DESCRIPTION OF THE TASK: Please repeat the records exactly. The pictures are to be left out.

(RECORDS FOR THE EXERCISE Opens)

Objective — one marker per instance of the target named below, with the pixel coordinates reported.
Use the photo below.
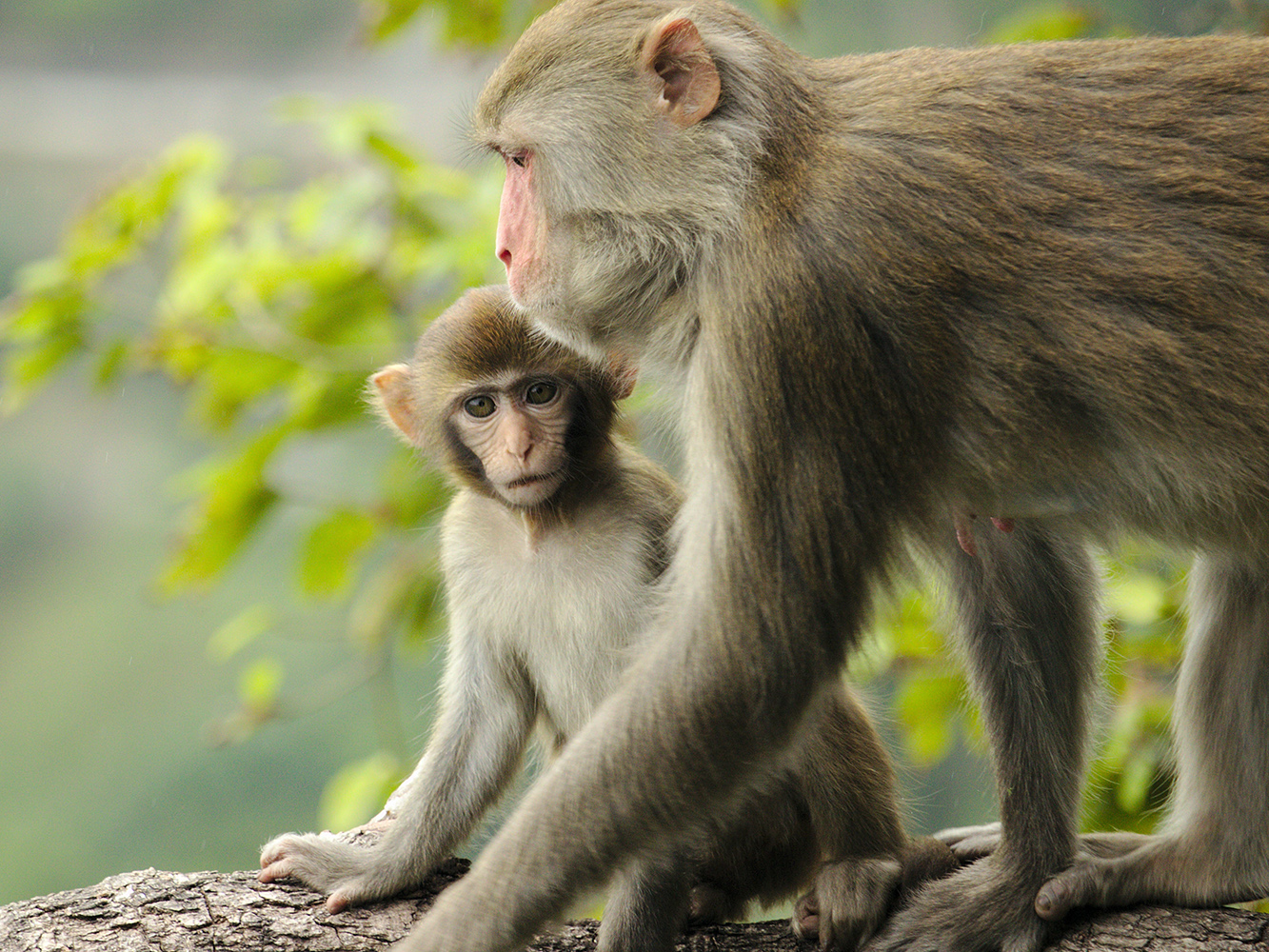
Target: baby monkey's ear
(392, 399)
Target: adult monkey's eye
(541, 392)
(480, 407)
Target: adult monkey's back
(902, 289)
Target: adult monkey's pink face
(602, 173)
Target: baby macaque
(552, 551)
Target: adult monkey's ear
(683, 72)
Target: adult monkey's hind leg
(1027, 607)
(1215, 847)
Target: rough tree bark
(228, 912)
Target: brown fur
(1028, 282)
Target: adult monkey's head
(629, 150)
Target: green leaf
(928, 706)
(331, 550)
(1138, 597)
(358, 791)
(235, 502)
(1043, 22)
(259, 684)
(239, 631)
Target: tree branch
(146, 910)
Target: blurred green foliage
(269, 297)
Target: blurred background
(217, 597)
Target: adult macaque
(551, 552)
(1025, 282)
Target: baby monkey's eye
(541, 392)
(479, 407)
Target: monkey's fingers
(970, 843)
(806, 918)
(1065, 891)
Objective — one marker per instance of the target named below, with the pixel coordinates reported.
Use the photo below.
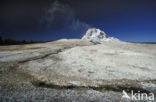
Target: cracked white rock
(97, 36)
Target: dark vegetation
(9, 41)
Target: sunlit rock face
(97, 36)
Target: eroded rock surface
(103, 70)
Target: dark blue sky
(128, 20)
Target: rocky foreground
(76, 71)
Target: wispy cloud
(62, 16)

(RECORDS FOR THE EXERCISE Closes)

ANSWER BOX:
Objective — one marker per instance of the target named below, with the pixel coordinates reported.
Use the photo below.
Target: baby monkey's ear
(392, 399)
Target: adult monkey's eye
(541, 392)
(480, 407)
Target: adult monkey's back
(902, 289)
Target: adult monkey's pink face
(602, 173)
Target: baby macaque
(552, 551)
Target: adult monkey's ear
(683, 72)
Target: adult monkey's hind leg
(1027, 607)
(1215, 847)
Target: rough tree bark
(228, 912)
Target: brown fur
(1028, 282)
Target: adult monkey's head
(629, 150)
Target: green leaf
(928, 706)
(331, 550)
(1138, 597)
(358, 791)
(235, 502)
(1043, 22)
(259, 684)
(239, 631)
Target: tree branch
(146, 910)
Target: blurred green foliage
(269, 297)
Target: blurred background
(217, 597)
Target: adult macaque
(551, 552)
(1025, 282)
Target: baby monkey's eye
(541, 392)
(479, 407)
Target: monkey's fingers
(970, 843)
(806, 918)
(1065, 891)
Objective — one marker per instance of the target named below, with the pixel coordinates reported.
Use the photo below.
Target: cracked white rock
(97, 36)
Target: dark vegetation
(9, 41)
Target: sunlit rock face
(97, 36)
Target: eroded rock surface
(103, 70)
Target: dark blue sky
(128, 20)
Target: rocky foreground
(76, 71)
Target: wispy cloud
(62, 16)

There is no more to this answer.